*TASK OBJECTIVE*. Copy every line from the one containing "Each instance of the bird leg" through the last line of the records below, both included, and nothing else.

*DATA FOR THIS EXERCISE*.

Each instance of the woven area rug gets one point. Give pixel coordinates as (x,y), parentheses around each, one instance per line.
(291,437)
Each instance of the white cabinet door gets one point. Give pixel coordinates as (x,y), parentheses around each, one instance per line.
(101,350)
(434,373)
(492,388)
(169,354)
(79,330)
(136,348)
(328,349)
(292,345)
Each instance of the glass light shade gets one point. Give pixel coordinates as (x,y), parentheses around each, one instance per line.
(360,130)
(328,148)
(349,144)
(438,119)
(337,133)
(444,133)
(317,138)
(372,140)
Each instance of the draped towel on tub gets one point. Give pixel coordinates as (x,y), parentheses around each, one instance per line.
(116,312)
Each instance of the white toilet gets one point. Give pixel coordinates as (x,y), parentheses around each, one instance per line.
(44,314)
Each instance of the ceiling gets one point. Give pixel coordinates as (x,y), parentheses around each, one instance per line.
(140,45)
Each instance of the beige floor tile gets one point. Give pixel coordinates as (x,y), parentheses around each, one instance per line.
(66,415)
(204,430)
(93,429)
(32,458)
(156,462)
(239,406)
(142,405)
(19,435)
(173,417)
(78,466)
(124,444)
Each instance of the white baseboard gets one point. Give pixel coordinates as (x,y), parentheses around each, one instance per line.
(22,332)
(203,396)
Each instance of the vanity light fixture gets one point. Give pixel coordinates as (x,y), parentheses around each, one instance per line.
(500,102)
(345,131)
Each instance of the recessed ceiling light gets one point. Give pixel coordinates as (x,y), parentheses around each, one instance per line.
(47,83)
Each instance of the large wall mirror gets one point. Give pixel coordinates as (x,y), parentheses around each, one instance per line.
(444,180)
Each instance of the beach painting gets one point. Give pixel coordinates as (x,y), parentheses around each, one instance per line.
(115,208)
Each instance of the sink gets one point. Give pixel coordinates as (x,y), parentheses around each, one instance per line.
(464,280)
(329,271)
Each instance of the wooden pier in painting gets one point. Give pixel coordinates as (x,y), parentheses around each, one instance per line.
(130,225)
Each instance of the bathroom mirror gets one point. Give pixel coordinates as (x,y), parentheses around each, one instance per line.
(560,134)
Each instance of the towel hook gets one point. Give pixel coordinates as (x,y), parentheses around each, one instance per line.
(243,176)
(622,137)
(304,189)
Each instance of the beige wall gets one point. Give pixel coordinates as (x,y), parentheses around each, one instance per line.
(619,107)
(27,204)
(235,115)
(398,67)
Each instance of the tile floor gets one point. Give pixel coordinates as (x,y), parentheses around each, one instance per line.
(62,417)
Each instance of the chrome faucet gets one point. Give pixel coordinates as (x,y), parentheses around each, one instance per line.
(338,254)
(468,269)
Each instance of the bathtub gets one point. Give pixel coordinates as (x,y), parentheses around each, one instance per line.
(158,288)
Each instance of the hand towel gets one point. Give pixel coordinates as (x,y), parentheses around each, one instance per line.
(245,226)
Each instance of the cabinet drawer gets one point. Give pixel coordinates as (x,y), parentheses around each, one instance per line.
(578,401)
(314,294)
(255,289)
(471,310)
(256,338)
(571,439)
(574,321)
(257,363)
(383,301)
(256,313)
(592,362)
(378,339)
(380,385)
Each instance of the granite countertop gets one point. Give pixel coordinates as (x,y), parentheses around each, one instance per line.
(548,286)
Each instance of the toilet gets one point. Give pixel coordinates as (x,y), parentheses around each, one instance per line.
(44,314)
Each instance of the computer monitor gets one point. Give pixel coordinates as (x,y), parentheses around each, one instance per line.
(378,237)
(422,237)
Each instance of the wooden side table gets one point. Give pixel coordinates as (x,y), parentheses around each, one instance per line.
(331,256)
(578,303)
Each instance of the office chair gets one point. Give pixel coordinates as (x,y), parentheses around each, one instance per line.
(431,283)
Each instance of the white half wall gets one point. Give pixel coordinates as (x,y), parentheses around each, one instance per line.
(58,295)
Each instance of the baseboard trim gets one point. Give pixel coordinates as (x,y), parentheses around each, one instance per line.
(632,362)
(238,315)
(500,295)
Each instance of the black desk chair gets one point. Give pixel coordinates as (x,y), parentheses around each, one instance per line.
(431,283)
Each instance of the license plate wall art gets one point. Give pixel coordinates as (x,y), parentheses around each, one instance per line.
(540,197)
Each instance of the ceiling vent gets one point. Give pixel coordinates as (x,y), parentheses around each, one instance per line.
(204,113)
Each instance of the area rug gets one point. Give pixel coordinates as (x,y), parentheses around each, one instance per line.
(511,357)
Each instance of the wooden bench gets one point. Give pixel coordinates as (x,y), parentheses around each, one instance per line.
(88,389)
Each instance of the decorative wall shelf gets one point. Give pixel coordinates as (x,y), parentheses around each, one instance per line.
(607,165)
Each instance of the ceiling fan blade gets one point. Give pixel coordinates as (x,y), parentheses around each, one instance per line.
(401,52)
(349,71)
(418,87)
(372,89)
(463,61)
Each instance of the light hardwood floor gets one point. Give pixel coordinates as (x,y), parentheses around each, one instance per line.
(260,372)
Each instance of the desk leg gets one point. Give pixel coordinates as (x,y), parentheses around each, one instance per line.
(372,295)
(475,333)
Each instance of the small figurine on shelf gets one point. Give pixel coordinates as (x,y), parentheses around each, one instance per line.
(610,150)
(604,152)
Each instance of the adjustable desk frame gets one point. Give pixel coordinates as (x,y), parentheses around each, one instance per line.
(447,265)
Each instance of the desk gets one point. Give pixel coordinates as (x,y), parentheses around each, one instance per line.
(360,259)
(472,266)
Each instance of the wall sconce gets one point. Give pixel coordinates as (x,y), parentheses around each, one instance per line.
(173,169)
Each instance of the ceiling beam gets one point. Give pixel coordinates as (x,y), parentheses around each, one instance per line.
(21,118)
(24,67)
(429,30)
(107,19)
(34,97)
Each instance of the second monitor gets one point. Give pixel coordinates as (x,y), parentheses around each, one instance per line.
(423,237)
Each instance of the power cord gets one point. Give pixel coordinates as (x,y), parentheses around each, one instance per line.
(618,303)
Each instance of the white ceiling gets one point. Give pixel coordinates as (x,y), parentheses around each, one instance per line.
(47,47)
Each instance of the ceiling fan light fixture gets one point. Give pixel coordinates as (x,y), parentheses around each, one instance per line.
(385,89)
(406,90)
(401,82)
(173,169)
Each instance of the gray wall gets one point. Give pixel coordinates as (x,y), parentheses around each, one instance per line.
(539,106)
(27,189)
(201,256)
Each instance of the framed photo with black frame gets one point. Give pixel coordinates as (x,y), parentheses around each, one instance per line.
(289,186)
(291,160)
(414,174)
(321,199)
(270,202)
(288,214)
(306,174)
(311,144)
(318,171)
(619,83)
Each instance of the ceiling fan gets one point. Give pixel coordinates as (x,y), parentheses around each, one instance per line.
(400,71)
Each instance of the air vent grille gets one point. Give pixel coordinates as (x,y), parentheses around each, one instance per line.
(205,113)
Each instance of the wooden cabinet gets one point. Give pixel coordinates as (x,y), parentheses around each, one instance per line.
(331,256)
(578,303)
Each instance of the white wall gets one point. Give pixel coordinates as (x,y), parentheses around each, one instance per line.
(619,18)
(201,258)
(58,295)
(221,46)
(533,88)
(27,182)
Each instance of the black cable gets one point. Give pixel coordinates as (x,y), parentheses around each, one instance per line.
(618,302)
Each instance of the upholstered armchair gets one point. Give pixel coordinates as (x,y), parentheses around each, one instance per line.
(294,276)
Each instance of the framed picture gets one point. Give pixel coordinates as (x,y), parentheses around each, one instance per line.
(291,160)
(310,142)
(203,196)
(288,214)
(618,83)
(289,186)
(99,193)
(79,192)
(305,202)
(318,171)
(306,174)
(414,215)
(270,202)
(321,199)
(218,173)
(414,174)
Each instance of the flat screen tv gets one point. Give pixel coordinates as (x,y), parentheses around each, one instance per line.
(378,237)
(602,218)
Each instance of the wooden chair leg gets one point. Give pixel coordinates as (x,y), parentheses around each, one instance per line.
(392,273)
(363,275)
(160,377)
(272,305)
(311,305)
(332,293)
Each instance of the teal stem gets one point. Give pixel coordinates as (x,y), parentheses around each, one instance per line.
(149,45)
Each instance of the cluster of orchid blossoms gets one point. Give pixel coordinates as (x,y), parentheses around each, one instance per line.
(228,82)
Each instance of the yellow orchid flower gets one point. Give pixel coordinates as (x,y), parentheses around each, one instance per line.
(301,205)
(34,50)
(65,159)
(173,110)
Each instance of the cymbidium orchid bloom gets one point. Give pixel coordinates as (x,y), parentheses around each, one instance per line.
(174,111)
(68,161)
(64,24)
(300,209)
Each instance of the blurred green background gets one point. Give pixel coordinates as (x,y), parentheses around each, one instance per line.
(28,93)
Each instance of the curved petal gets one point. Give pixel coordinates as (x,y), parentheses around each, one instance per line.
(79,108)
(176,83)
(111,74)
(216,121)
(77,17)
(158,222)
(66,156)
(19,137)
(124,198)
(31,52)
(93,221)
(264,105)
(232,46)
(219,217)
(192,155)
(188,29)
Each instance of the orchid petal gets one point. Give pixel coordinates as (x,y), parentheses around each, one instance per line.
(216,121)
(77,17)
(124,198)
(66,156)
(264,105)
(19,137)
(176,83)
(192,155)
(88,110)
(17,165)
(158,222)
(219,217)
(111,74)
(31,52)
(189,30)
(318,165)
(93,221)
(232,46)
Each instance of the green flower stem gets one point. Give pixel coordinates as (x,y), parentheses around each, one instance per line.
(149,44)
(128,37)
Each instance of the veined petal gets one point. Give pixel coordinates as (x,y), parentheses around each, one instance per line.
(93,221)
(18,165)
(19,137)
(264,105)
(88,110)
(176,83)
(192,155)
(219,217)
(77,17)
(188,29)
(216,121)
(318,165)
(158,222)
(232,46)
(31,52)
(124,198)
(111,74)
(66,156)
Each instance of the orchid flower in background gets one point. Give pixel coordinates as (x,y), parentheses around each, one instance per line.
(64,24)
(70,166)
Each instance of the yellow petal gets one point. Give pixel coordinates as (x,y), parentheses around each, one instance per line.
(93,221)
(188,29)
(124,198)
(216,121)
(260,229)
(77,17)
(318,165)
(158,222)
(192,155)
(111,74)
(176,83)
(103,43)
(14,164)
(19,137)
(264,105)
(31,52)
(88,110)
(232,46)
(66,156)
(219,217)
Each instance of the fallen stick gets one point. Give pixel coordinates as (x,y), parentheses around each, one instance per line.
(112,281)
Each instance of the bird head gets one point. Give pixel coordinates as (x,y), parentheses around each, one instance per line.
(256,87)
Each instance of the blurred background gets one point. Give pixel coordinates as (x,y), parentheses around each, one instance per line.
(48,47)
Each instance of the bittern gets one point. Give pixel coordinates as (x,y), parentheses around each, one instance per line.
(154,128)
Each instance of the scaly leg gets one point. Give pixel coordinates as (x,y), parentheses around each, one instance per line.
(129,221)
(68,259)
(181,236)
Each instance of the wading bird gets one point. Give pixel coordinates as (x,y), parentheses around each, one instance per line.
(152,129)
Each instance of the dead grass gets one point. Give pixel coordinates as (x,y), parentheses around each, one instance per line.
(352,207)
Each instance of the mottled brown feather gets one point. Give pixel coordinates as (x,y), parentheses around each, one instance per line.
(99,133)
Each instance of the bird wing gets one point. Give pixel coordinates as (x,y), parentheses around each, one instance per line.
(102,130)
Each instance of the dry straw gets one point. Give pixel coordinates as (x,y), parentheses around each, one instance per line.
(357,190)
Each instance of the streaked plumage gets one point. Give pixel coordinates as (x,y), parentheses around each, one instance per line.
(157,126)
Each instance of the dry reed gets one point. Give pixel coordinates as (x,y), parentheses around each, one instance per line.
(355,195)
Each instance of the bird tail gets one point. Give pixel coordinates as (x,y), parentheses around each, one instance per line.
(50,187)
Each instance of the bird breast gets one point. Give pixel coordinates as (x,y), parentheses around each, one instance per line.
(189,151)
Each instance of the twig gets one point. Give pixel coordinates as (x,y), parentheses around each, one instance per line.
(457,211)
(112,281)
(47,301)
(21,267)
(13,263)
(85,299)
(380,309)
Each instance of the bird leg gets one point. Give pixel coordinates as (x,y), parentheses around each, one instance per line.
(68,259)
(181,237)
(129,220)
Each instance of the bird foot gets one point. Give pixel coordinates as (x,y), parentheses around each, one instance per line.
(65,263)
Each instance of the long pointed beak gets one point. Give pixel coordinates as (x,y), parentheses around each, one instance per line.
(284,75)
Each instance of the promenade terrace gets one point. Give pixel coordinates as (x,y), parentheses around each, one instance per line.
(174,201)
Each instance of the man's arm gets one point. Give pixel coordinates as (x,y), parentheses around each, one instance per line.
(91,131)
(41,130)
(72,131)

*CORRECT ANSWER*.
Each instance of the bird leg gets one point. Give pixel coordinates as (x,y), parentheses around each, one instance per line.
(68,259)
(181,237)
(129,220)
Each instance of the bird foot gets one point. Give pixel coordinates as (x,y), parentheses around each, one instance per line.
(65,263)
Each instance of the long pointed beak gets one point. Give pixel coordinates as (x,y), parentheses around each, one instance per line.
(284,75)
Each instance of the promenade terrace gets one point. Give pixel coordinates as (x,y), parentheses around each, one instance per line.
(174,201)
Each instance of the man's arm gets one point. Give pixel coordinates as (x,y), parentheses around each, one instance per line.
(91,131)
(41,130)
(72,131)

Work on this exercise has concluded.